→ **SUPPLIED TEXT**
◇ ◇ ◇ ◇ ◇
3

My current code (see below) uses 147MB of virtual memory! My provider has allocated 100MB by default and the process is killed once run, causing an internal error. The code is utilising curl multi and must be able to loop with more than 150 iterations whilst still minimizing the virtual memory. The code below is only set at 150 iterations and still causes the internal server error. At 90 iterations the issue does not occur.

How can I adjust my code to lower the resource use / virtual memory?

Thanks!

<?php

    function udate($format, $utimestamp = null) {
      if ($utimestamp === null)
        $utimestamp = microtime(true);
      $timestamp = floor($utimestamp);
      $milliseconds = round(($utimestamp - $timestamp) * 1000);
      return date(preg_replace('`(?<!\\\\)u`', $milliseconds, $format), $timestamp);
    }

$url = 'https://www.testdomain.com/';
$curl_arr = array();
$master = curl_multi_init();

for($i=0; $i<150; $i++)
{
    $curl_arr[$i] = curl_init();
    curl_setopt($curl_arr[$i], CURLOPT_URL, $url);
    curl_setopt($curl_arr[$i], CURLOPT_RETURNTRANSFER, 1);
    curl_setopt($curl_arr[$i], CURLOPT_SSL_VERIFYHOST, FALSE);
    curl_setopt($curl_arr[$i], CURLOPT_SSL_VERIFYPEER, FALSE);
    curl_multi_add_handle($master, $curl_arr[$i]);
}

do {
    curl_multi_exec($master,$running);
} while($running > 0);

for($i=0; $i<150; $i++)
◇ ◇ ◇ ◇ ◇
→ **DATASET CONTENT**
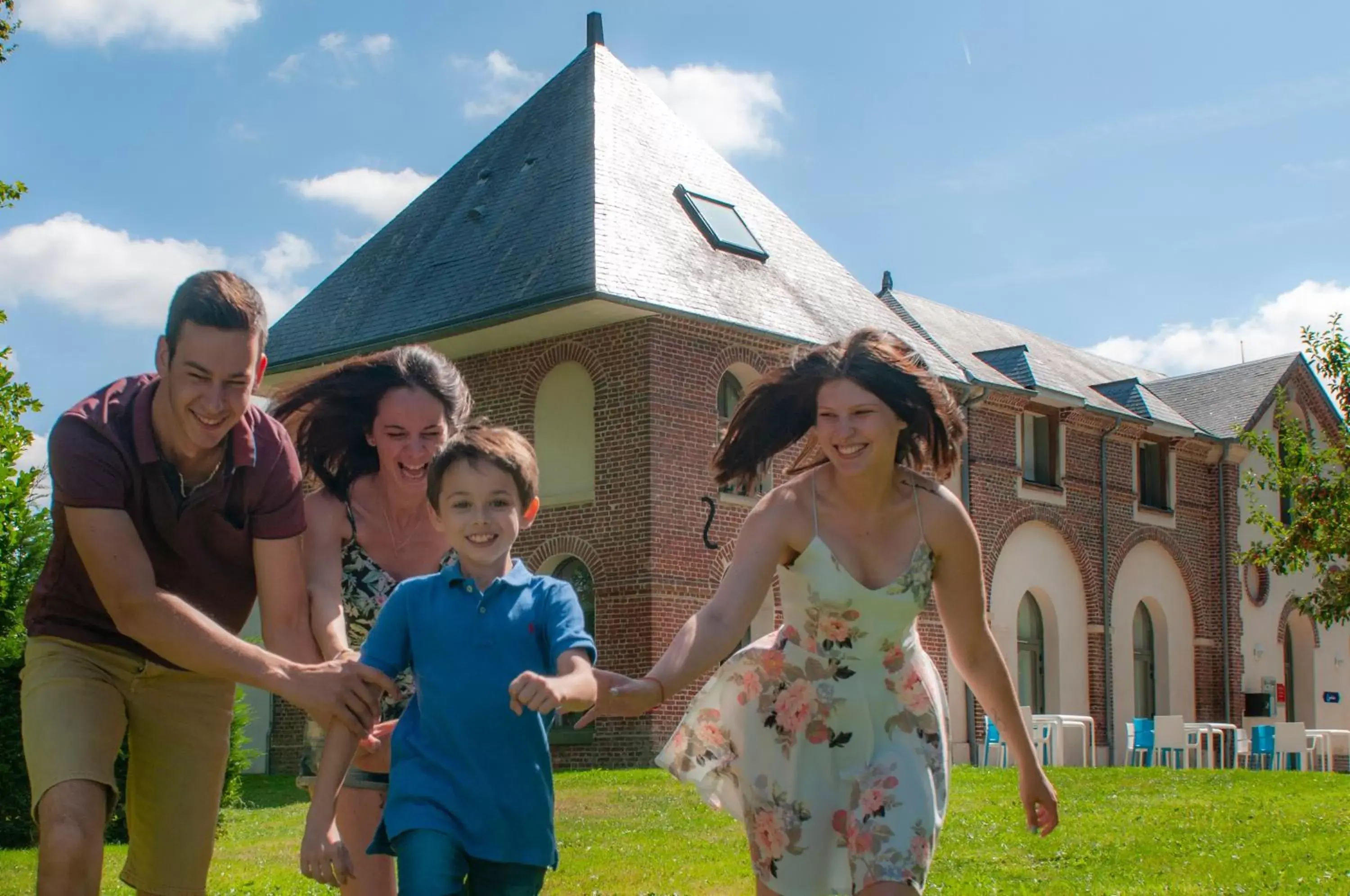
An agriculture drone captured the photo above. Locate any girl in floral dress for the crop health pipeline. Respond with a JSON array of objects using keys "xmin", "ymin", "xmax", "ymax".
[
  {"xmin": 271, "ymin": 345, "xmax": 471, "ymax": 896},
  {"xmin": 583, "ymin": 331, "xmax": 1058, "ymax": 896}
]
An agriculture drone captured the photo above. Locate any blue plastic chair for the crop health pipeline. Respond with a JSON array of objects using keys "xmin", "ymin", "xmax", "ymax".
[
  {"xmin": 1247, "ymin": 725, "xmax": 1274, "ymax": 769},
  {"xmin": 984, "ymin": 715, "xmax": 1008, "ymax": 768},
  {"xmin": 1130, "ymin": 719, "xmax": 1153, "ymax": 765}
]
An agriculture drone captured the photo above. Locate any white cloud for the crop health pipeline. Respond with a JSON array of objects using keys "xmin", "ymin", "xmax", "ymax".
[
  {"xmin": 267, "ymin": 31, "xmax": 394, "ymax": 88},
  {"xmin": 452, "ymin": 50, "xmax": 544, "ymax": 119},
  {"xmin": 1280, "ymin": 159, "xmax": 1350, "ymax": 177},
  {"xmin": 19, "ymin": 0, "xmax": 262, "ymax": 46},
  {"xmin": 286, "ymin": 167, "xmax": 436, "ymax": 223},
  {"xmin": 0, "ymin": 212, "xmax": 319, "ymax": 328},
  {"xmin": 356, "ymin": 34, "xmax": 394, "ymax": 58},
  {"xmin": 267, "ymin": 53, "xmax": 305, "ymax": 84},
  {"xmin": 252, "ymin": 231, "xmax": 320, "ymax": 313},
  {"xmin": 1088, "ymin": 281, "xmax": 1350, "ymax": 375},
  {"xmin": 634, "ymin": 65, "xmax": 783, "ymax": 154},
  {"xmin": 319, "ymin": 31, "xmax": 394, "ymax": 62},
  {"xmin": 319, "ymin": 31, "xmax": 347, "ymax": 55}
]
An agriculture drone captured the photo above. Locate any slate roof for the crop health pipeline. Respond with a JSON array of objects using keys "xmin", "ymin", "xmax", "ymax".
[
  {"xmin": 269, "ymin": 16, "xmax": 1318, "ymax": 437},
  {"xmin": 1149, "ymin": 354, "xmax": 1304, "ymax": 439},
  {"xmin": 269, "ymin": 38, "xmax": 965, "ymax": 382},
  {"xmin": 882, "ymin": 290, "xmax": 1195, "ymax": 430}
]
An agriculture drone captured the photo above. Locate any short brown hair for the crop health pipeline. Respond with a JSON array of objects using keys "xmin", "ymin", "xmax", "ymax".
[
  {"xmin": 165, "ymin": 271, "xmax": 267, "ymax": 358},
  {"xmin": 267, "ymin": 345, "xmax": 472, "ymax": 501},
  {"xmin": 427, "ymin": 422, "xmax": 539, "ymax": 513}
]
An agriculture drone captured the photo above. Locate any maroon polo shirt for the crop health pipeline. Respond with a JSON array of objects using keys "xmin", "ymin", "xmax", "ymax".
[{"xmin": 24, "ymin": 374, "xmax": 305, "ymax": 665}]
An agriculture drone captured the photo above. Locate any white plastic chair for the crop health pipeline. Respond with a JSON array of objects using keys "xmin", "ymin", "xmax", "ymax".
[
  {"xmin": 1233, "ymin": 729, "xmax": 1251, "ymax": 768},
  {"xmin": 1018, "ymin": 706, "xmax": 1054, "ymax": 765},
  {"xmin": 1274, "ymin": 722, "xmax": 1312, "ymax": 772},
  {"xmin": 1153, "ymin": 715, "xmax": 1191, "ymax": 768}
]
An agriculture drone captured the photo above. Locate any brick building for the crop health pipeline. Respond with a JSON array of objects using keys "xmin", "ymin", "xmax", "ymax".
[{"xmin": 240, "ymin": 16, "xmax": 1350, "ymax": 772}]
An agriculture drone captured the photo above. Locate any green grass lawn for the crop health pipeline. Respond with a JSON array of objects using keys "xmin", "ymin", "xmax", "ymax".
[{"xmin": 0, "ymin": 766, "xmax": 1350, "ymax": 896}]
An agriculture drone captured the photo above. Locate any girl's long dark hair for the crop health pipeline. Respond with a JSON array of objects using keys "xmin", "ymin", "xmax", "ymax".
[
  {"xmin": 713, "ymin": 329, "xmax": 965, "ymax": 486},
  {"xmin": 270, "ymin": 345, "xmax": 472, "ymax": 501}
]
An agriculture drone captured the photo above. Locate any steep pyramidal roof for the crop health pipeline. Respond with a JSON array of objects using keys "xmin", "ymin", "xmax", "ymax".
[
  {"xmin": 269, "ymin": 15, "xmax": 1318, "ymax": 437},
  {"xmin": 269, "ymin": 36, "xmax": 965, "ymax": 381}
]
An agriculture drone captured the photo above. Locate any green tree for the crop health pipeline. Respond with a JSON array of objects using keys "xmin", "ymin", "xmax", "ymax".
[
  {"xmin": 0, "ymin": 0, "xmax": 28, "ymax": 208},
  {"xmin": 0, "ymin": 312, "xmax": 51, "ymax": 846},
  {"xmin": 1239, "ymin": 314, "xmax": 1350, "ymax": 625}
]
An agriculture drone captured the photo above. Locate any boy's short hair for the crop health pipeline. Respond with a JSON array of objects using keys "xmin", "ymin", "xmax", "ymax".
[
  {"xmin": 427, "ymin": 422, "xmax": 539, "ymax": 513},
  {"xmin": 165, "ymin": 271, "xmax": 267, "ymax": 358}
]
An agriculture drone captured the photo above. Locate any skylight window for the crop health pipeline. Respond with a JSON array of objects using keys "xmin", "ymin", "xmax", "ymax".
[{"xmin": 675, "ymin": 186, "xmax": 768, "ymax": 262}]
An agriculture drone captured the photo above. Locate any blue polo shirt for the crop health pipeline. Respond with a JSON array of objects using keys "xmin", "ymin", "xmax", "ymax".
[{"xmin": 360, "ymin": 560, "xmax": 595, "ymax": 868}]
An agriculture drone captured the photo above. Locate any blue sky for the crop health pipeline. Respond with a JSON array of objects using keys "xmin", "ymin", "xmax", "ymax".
◇ ◇ ◇ ◇ ◇
→ **PROBLEM DETAILS**
Give the post again from "How can I adjust" to "($utimestamp === null)", inclusive, changing "resource use" to "memory footprint". The data above play no part in this work.

→ **SOLUTION TO THIS TASK**
How can I adjust my code to lower the memory footprint / virtual memory?

Thanks!

<?php

    function udate($format, $utimestamp = null) {
      if ($utimestamp === null)